◆ **Aim**:
Please reproduce the material below word for word, leaving out the pictures.

◆ **Task material**:
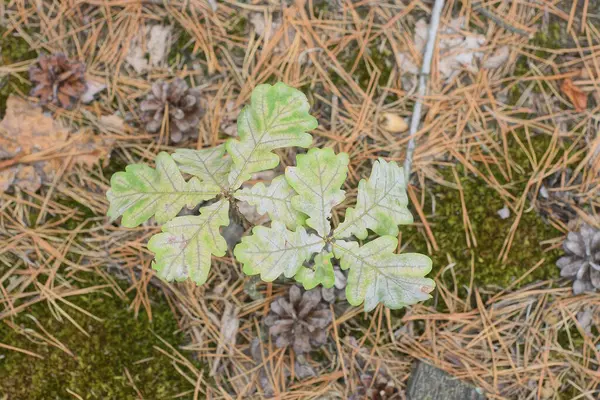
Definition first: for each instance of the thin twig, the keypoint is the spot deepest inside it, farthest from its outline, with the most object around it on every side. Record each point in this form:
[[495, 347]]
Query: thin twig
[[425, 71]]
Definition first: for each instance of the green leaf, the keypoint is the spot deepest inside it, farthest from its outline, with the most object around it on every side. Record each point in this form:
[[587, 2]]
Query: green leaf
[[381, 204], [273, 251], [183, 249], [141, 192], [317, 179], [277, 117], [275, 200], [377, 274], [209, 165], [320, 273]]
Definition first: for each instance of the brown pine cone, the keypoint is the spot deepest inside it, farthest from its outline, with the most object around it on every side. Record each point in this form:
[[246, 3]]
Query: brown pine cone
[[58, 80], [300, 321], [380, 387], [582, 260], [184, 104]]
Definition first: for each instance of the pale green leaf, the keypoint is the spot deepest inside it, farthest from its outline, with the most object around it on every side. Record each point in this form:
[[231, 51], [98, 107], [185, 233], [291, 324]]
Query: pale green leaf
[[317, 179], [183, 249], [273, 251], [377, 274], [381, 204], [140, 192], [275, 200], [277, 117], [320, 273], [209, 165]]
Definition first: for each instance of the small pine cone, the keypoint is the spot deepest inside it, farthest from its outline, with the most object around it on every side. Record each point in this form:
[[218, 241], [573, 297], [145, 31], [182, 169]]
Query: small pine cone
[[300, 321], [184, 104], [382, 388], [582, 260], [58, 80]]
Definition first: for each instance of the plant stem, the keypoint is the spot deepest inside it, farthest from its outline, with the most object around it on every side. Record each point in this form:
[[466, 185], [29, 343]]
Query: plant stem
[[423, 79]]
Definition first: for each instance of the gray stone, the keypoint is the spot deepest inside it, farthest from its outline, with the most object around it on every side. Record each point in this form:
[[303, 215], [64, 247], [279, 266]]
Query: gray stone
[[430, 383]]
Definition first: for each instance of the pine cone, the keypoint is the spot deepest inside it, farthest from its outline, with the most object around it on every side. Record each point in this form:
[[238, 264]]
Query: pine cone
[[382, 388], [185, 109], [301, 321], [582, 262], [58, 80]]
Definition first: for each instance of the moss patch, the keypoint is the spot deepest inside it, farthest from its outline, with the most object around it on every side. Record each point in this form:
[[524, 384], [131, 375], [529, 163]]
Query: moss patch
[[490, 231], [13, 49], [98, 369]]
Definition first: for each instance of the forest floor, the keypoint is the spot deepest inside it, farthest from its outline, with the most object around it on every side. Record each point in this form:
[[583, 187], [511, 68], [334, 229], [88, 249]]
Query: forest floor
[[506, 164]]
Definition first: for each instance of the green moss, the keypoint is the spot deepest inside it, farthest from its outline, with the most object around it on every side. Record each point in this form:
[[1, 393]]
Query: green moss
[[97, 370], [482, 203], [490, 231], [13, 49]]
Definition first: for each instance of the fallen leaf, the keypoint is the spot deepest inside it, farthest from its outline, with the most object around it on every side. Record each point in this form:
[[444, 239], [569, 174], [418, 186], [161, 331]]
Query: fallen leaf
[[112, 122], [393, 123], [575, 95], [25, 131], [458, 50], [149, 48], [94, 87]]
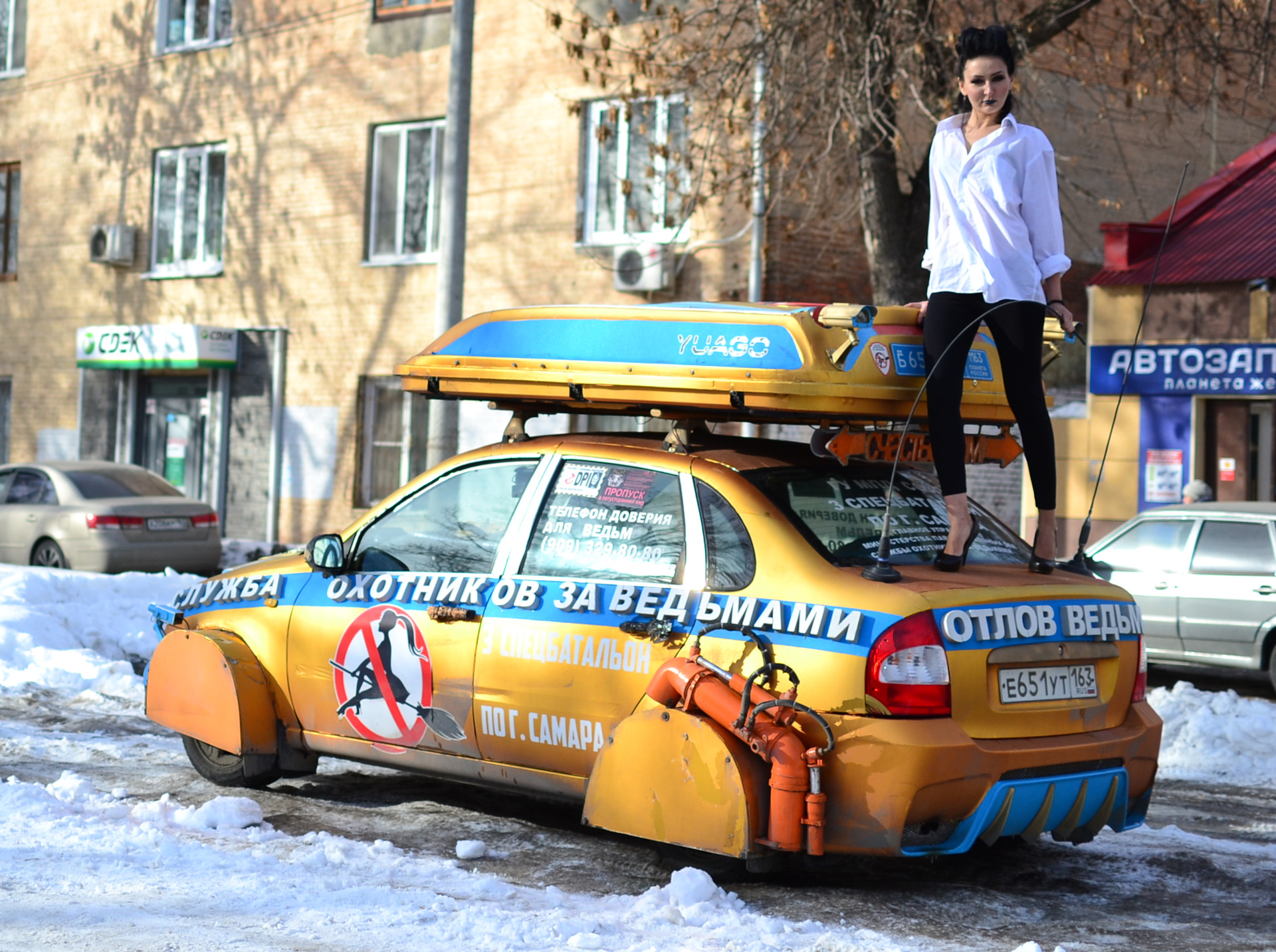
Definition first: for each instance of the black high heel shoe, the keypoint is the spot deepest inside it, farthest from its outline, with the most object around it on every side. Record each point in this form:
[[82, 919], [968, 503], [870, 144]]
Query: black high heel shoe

◆ **Correct answer**:
Definition first: for each instance of the thin twig, the keypoint is the spot deepest inside it, farthest from its outline, with the most object around it on every side. Record each point in this form:
[[495, 347]]
Query: thin twig
[[425, 71]]
Definition first: for each instance of the green leaf, the keypoint is the spot deepest inside it, farthest from its outline, with the most object around it on every side. Record each point in this form:
[[587, 2]]
Query: green leaf
[[381, 204], [273, 251], [183, 249], [141, 192], [317, 179], [277, 117], [275, 200], [377, 274], [209, 165], [320, 273]]
Definition first: for each instance of the brown pine cone, the keypoint is the spot deepest inside it, farthest from its outline, with the most object around it on every side. Record each point in this form:
[[246, 3]]
Query: brown pine cone
[[58, 80], [300, 321], [380, 387], [582, 260], [184, 104]]
Definition first: for each instance of the pale green leaf, the keypoint is the spot deepest inside it, farthest from its outline, with the most object around it on every side. Record each point in this form:
[[231, 51], [98, 107], [185, 233], [291, 324]]
Query: pale green leaf
[[317, 179], [183, 249], [273, 251], [377, 274], [381, 204], [140, 192], [275, 200], [277, 117], [320, 273], [209, 165]]
Definition first: for each instance of the small pine cone, the keypoint is the spot deepest inside it, farthest from its outline, with the most object around it on every side. Record each point in this form:
[[218, 241], [573, 297], [145, 31], [182, 169]]
Query: small pine cone
[[300, 321], [184, 104], [382, 388], [582, 260], [58, 80]]
Definition first: for each instance of the plant stem, the keypoint is the spot deepest inside it, farthest from its outline, with the most object around it on every side. Record each point in this form:
[[466, 185], [29, 343]]
Query: plant stem
[[423, 79]]
Definition first: for each instance of the gray stone, the keypoint is the spot deepest inside it, farthest from its outline, with the most object around it on every side. Record each point in this form:
[[303, 215], [64, 247], [279, 266]]
Query: gray stone
[[430, 383]]
Definition first: for each instance of the pine cone, the keypoint is the spot deepest inside it, farthest from its outline, with the most object around it on every side. Record each point in this form:
[[238, 264]]
Query: pine cone
[[382, 388], [185, 109], [301, 321], [582, 262], [58, 80]]
Definition first: for each instance of the moss patch, the keypoint is the spot deepest inside it, farthest from its outline, with the most object around it on every side. Record each point in this form:
[[524, 384], [131, 375], [529, 163]]
Query: moss patch
[[490, 231], [13, 49], [98, 369]]
Definition first: for each instance of the forest floor, the keypoint is the spot deepest inside it, farthest from its outline, with the most object around it on every side. Record each point in this form:
[[583, 187], [511, 68], [334, 229], [88, 249]]
Query: forest floor
[[506, 164]]
Definition first: for each instance of the green moss, the keypoint is the spot deepest inside it, farthest from its outline, with the most object around it on every side. Record each point in this form:
[[1, 393]]
Query: green moss
[[97, 370], [482, 203], [490, 231], [13, 49]]
Definition first: for each instance of the fallen leaf, the keypoint is the spot deepest inside it, farthest from its outline, with the most object around it on every side. Record each point in this form:
[[444, 239], [569, 174], [418, 186], [161, 331]]
Query: fallen leaf
[[112, 122], [393, 123], [575, 95], [25, 131], [458, 50], [149, 48], [94, 87]]
Definition first: for each instance of the black high heel shoe, the keypoint is the spot deepest inside it, farthest from its outline, with the most object around it on every side. Record each point in this form:
[[82, 919], [968, 503], [870, 144]]
Query: black high heel shoe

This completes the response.